Tents and shelters used by displaced Palestinians stand at the yard of Al Shifa hospital during the Israeli ground operation around the hospital, in Gaza City November 12, 2023. (Ahmed El Mokhallalati/via Reuters)
Tents and shelters used by displaced Palestinians stand at the yard of Al Shifa hospital during the Israeli ground operation around the hospital, in Gaza City November 12, 2023. (Ahmed El Mokhallalati/via Reuters)

Israeli troops entered Gaza's biggest hospital on Wednesday and searched its rooms and basement, witnesses said, in pursuit of Palestinian Hamas militants, an operation that has stoked global alarm over the fate of thousands of civilians trapped inside.

Al Shifa hospital in Gaza City has become the main target of the ground operation by Israeli forces, who say Hamas fighters located the "beating heart" of their operations in a headquarters in tunnels beneath it, which Hamas denies.

Israel said its troops had uncovered unspecified weapons and "terror infrastructure" inside the hospital compound after killing militants in a clash outside. Once inside, they said there had been no fighting and no friction with civilians, patients or staff.

Hailing the entry of his forces into the hospital, Israeli Prime Minister Benjamin Netanyahu said in a statement: "There is no place in Gaza that we cannot reach. There are no hideouts. There is no shelter or refuge for the Hamas murderers."

"We will reach and eliminate Hamas and we will bring back our hostages. These are two sacred missions."

Witnesses who spoke to Reuters from inside the compound described a situation that appeared calm, if tense, as Israeli troops moved between buildings carrying out searches. Sporadic shooting was heard but there were no immediate reports of anyone hurt inside the grounds.

The Israeli military released photos of a soldier standing beside cardboard boxes marked "medical supplies" and "baby food", at a location Reuters verified was inside Al Shifa. Other photos showed Israeli troops in tactical formation walking past makeshift tents and mattresses.

International attention has focused on the fate of hundreds of patients trapped inside without power to operate basic medical equipment, and thousands of displaced civilians who had sought shelter there. Gaza officials say that many patients including three newborn babies died in recent days as a result of Israel's encirclement of the hospital.

"Before entering the hospital our forces were confronted by explosive devices and terrorist squads, fighting ensued in which terrorists were killed," the Israeli military said.

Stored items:
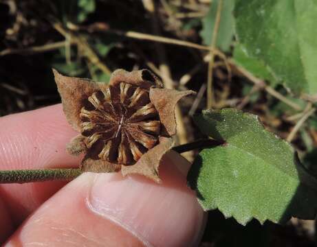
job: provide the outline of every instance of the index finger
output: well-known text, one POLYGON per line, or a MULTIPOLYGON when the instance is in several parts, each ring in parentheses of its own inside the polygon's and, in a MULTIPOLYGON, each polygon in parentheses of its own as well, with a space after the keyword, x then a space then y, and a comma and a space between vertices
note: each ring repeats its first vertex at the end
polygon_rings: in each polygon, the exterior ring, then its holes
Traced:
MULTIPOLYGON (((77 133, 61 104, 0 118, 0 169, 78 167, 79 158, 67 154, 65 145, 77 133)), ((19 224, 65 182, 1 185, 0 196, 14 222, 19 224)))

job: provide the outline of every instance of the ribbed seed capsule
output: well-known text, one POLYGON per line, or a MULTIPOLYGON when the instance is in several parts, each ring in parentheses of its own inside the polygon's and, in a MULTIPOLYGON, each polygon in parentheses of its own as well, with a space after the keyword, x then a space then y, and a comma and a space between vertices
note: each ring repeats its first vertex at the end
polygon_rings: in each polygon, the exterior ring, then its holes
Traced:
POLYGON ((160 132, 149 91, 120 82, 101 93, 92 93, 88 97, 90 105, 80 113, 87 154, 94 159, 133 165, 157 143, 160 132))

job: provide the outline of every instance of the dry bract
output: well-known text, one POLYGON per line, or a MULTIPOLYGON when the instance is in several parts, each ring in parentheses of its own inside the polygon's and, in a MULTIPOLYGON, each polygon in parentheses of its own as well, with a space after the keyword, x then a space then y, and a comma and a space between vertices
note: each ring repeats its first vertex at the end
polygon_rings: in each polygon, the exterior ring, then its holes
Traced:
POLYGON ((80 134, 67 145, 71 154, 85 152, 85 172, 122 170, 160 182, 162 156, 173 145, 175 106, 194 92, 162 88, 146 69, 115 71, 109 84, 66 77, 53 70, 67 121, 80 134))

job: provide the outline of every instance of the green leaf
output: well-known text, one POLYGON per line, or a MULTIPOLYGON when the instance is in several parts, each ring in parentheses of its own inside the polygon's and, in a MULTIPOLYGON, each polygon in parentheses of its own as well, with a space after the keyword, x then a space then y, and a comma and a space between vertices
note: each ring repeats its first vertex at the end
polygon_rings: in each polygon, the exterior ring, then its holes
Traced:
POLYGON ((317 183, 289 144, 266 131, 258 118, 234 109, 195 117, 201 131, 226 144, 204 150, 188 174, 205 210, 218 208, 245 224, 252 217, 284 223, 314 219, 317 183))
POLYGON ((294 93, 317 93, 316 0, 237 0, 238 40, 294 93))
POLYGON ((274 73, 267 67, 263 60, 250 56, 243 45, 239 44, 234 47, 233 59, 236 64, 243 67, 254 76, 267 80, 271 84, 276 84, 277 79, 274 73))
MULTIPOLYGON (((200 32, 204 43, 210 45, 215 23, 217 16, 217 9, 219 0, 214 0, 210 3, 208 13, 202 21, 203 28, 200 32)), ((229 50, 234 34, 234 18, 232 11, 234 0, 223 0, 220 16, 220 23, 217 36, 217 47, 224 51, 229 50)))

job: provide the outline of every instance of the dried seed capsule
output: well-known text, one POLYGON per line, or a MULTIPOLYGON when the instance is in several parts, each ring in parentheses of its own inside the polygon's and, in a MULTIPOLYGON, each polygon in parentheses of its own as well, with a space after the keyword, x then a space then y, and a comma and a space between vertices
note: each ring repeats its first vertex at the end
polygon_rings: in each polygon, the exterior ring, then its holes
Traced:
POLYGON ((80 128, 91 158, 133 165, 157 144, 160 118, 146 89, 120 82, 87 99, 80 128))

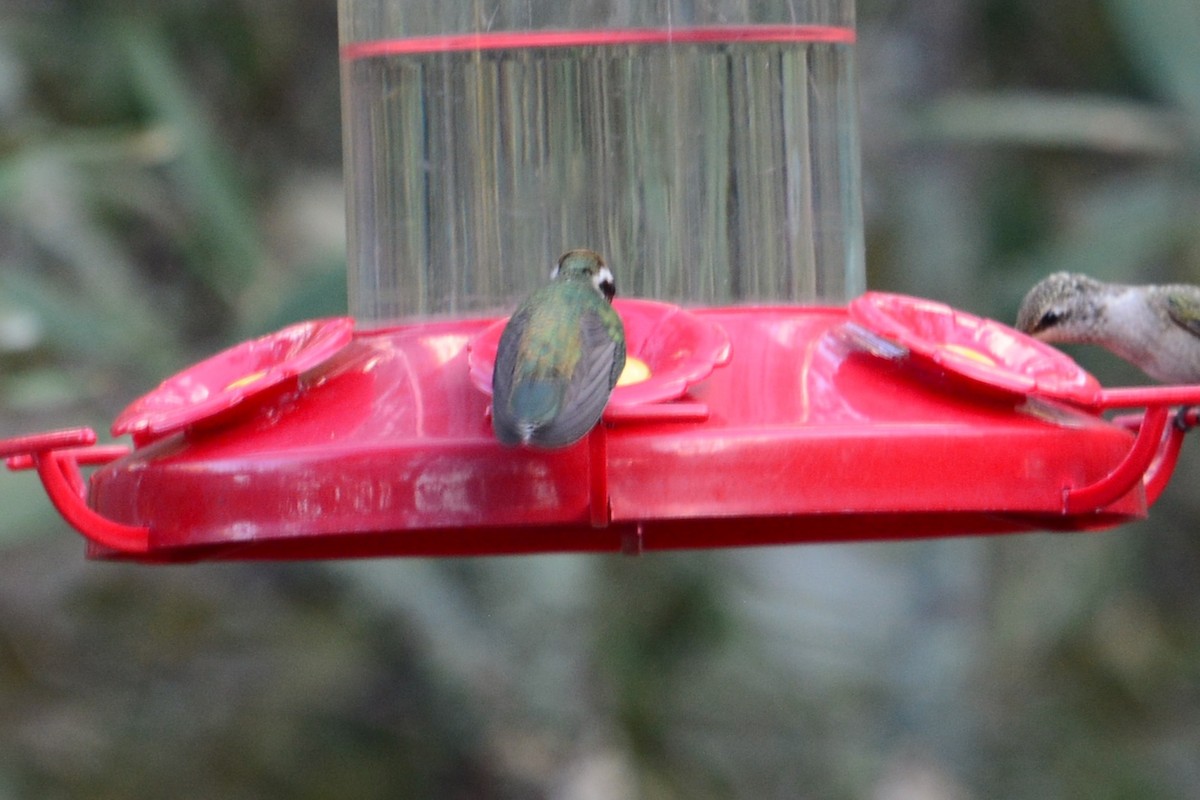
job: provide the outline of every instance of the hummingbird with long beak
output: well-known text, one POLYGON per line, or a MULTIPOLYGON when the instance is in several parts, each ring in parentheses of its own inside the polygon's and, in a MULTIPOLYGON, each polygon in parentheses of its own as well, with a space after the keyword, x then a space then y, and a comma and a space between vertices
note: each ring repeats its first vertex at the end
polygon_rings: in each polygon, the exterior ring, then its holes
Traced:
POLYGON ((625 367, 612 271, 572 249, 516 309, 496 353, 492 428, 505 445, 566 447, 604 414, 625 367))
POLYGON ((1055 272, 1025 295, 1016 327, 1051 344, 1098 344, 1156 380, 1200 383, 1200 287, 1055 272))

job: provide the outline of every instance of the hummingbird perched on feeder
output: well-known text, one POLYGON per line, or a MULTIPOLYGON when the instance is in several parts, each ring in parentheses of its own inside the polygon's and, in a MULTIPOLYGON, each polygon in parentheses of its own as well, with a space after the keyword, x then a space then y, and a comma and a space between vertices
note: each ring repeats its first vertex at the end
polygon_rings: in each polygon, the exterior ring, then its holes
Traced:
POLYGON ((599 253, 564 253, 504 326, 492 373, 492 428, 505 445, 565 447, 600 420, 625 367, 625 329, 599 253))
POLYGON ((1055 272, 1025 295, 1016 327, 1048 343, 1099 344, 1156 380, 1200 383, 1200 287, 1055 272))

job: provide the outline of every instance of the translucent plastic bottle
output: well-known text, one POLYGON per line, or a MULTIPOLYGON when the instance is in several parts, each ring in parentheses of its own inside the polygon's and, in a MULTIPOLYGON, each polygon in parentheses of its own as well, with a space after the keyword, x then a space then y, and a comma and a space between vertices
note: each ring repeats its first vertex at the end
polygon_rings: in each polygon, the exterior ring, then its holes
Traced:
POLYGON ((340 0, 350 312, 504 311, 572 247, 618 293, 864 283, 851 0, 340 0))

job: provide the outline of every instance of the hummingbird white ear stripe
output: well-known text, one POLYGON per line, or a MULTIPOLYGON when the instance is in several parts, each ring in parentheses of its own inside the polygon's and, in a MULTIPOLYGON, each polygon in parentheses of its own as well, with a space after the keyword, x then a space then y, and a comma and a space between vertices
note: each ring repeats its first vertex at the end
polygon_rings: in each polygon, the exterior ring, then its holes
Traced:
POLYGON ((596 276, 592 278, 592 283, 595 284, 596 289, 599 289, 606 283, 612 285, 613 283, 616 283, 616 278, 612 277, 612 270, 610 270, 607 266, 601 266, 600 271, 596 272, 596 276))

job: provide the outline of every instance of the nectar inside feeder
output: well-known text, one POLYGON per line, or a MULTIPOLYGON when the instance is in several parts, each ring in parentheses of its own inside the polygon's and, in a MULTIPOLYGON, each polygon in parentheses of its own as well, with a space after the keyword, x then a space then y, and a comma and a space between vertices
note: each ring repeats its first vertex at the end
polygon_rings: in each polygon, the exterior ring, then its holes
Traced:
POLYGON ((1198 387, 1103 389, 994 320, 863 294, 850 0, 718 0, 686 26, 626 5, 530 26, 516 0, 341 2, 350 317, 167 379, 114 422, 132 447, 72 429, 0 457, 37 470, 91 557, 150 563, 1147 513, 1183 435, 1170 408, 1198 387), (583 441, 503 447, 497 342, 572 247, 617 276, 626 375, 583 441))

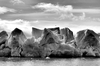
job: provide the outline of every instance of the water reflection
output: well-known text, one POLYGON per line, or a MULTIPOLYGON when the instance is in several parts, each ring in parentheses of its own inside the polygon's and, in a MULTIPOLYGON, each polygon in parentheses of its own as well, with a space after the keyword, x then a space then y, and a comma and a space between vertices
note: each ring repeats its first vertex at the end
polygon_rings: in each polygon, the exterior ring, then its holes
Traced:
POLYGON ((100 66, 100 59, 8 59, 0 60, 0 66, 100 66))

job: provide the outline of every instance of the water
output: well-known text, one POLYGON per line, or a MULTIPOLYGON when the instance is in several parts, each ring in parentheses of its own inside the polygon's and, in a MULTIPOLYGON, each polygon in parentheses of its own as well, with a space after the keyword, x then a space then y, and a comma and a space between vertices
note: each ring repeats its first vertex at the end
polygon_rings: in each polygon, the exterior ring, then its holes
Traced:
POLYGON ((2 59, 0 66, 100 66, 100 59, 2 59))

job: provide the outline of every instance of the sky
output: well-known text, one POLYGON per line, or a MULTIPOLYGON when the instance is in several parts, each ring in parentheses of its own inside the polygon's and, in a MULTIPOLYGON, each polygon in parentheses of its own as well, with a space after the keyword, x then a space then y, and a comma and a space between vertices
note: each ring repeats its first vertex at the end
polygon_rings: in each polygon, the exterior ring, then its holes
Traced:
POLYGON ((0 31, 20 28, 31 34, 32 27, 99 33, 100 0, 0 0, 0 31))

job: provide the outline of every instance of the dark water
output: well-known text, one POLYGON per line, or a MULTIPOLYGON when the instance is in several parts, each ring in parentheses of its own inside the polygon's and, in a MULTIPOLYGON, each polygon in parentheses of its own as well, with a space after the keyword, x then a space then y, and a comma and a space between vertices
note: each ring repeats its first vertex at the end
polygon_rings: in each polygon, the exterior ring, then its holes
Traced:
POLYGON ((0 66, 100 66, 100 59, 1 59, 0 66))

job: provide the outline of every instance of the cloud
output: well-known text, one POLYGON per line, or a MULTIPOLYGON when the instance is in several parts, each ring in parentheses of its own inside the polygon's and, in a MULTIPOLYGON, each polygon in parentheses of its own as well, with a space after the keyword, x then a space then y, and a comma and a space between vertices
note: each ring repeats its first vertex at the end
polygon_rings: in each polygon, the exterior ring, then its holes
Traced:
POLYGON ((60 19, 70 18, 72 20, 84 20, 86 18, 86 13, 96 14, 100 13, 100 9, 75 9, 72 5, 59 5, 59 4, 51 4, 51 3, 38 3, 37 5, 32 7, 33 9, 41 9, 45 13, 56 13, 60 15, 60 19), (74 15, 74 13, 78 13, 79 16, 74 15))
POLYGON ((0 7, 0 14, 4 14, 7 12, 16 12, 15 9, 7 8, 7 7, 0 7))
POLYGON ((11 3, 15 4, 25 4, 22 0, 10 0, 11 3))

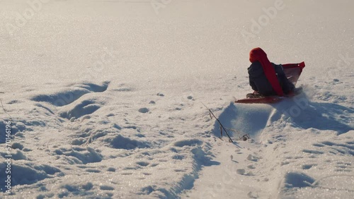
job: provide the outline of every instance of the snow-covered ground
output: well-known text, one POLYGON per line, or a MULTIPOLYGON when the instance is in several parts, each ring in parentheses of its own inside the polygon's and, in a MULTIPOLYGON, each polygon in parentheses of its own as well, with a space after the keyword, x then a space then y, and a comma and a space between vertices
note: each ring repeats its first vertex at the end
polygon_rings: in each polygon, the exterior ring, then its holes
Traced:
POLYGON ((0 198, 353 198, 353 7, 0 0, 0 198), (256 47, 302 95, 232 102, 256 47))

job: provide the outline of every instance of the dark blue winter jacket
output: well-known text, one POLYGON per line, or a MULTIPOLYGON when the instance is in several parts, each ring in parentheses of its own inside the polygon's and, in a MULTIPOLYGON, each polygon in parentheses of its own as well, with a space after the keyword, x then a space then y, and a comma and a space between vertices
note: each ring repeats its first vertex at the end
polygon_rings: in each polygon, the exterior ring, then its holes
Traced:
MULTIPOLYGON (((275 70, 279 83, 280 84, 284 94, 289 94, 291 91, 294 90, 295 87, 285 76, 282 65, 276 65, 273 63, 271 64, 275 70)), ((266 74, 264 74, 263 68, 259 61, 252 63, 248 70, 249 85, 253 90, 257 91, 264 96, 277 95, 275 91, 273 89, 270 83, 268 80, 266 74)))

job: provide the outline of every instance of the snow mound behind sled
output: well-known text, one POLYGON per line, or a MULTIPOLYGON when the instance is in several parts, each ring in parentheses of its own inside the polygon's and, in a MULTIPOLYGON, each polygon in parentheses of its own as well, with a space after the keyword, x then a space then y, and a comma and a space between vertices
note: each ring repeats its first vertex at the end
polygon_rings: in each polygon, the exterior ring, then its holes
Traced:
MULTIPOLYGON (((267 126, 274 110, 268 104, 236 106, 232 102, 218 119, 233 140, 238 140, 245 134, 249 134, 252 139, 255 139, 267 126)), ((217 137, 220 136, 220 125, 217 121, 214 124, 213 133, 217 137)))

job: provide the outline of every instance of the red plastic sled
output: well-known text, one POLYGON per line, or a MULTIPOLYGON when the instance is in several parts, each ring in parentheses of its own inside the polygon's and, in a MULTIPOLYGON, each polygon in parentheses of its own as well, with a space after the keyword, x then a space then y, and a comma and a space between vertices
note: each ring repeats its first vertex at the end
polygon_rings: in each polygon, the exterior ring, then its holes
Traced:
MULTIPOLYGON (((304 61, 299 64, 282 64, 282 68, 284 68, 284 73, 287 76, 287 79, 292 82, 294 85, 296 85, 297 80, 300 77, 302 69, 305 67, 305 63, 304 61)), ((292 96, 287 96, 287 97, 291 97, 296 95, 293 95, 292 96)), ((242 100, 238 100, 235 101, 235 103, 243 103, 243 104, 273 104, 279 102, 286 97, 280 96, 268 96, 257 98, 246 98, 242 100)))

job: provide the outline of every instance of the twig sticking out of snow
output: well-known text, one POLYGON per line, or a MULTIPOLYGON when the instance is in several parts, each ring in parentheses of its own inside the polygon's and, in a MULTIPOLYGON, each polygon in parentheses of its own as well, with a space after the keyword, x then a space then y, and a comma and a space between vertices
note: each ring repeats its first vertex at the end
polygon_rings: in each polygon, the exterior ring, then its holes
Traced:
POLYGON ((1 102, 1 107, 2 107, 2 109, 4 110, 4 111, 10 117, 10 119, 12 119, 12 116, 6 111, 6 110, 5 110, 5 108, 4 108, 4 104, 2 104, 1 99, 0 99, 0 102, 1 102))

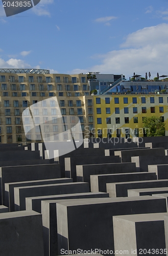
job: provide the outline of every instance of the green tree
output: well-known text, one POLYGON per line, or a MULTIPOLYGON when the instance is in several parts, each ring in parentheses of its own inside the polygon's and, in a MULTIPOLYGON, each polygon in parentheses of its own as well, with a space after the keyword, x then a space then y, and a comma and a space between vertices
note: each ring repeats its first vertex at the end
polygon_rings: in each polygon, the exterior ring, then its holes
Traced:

What is needed
Resume the news report about Israeli troops entering Al Shifa hospital, starting right after its final sentence.

Response
"We can confirm that incubators, baby food and medical supplies brought by IDF tanks from Israel have successfully reached the Shifa hospital. Our medical teams and Arabic speaking soldiers are on the ground to ensure that these supplies reach those in need," it said.

Israel launched its campaign to annihilate Hamas, the militant group which controls Gaza, after fighters crossed into Israel on Oct. 7, rampaging through towns, killing civilians and dragging hostages back to the enclave. Israel says 1,200 people were killed and some 240 captives taken in the deadliest day in its 75-year history.

Since then, Israel has put Gaza's entire population of 2.3 million under siege, pounding the crowded strip with air strikes. Gaza health officials, considered reliable by the United Nations, say more than 11,000 Palestinians are confirmed killed, around 40% of them children, and more are buried under the rubble. Israel has ordered the entire northern half of Gaza evacuated, and around two-thirds of residents are now homeless.

‘Terror infrastructure’

A senior Israeli military official said soldiers had "already found weapons and other terror infrastructure" within the hospital premises. "In the last hour, we saw concrete evidence that Hamas terrorists used the Shifa hospital as a terror headquarter," he said.

Hamas called the assertion that weapons were found "a continuation of the lies and cheap propaganda through which (Israel) is trying to give justification for its crime aimed at destroying the health sector in Gaza".

Dr. Ahmed El Mohallalati, a surgeon, told Reuters by phone on Wednesday morning that staff had hid as the fighting unfolded around the hospital overnight. As he spoke, the sound of what he described as "continuous shooting from the tanks" could be heard in the background.

"One of the big tanks entered the hospital from the eastern main gate, and... they just parked in the front of the hospital emergency department," he said.

The Israelis had told the hospital administration in advance that they planned to enter, he said. By mid-morning, he and other staff had yet to receive instructions from the troops, although the soldiers were "meters away" from them.

After five days during which he said the hospital had come under repeated Israeli attack, it was a relief at least to have reached an "end point", with troops now inside the grounds instead of outside shooting in, Mohallalati said.

He was worried about his patients' fate but unconcerned about potential clashes in the compound, saying Israeli claims that there were fighters inside had been a "big lie".

The Israelis had used "all kinds of weapons" and "targeted the hospital directly" during their siege, he said, describing a large hole that had been blasted through the wall of a room in an outpatient building.

‘Totally unacceptable’

The head of the World Health Organization (WHO), Tedros Adhanom Ghebreyesus, said the Israeli military incursion into Al Shifa Hospital was "totally unacceptable".

"Hospitals are not battlegrounds," he told reporters in Geneva, adding that the WHO had received no reports on the number of deaths and injuries in Gaza over the last three days.

Israel has consistently maintained that the hospital sits above a Hamas headquarters, an assertion the United States said on Tuesday was supported by its own intelligence.

Israel has so far rejected calls for a ceasefire, which it says would benefit Hamas, a position backed by Washington. However, a pause in fighting has been discussed in negotiations mediated by Qatar to release some of the hostages held by Hamas.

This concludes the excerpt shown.